> Instructions for the task: Copy out word for word the records from the line containing "Habitat-census task: mark the metal" through the line containing "point(282, 143)", inclusive, and nothing else.

— Start —

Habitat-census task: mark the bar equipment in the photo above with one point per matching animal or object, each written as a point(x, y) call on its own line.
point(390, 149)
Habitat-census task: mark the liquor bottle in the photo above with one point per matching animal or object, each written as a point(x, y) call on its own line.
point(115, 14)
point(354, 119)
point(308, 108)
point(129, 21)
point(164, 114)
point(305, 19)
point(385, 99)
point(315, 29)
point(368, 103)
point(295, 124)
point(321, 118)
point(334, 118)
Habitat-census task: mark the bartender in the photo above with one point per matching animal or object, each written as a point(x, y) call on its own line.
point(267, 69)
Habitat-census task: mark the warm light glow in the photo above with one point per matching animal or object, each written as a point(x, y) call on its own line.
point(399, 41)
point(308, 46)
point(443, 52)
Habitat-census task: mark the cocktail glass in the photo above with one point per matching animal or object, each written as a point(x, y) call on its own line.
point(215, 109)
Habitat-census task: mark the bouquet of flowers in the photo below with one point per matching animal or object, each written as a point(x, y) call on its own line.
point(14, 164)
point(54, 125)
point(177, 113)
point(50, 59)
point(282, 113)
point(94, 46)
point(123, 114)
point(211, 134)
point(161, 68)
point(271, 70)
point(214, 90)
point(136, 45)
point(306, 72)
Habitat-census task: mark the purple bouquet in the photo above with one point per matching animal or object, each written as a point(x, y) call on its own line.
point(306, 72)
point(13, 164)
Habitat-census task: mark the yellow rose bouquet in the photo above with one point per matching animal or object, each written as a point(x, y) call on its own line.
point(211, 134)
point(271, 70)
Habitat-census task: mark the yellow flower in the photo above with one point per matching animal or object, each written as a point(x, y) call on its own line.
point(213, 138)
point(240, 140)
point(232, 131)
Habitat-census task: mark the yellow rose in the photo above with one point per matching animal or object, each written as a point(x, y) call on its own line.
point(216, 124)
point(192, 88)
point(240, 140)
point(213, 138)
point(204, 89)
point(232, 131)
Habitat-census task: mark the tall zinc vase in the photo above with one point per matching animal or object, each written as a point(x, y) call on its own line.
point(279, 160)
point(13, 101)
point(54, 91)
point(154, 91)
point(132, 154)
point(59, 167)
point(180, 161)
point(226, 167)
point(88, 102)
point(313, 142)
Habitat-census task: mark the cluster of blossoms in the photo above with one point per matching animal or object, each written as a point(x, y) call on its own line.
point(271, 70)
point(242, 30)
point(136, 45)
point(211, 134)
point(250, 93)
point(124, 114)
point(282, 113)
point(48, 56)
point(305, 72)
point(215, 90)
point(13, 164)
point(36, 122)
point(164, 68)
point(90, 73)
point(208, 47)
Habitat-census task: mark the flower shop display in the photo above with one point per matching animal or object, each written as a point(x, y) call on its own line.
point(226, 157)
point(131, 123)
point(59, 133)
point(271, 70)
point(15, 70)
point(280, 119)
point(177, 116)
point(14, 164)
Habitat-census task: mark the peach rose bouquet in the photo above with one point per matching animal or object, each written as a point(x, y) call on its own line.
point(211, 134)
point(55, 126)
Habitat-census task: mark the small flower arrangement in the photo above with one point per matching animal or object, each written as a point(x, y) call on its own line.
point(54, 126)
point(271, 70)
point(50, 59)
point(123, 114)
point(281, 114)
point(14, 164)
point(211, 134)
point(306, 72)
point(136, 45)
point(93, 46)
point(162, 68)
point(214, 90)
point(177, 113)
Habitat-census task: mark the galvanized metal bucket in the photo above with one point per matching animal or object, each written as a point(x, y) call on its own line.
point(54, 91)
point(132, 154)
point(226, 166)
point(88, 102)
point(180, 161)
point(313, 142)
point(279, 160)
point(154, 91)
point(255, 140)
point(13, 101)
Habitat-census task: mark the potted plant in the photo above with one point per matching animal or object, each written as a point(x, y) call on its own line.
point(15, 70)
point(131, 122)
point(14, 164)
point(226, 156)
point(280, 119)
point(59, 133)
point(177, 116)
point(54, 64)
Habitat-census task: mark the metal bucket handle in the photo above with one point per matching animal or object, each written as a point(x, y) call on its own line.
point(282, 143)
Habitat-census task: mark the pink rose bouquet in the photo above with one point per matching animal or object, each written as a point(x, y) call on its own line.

— End —

> Complete output:
Habitat-census task: mark the metal bucket handle in the photo above with one point per matching animal or object, each written as a point(x, y) call on its own line.
point(282, 143)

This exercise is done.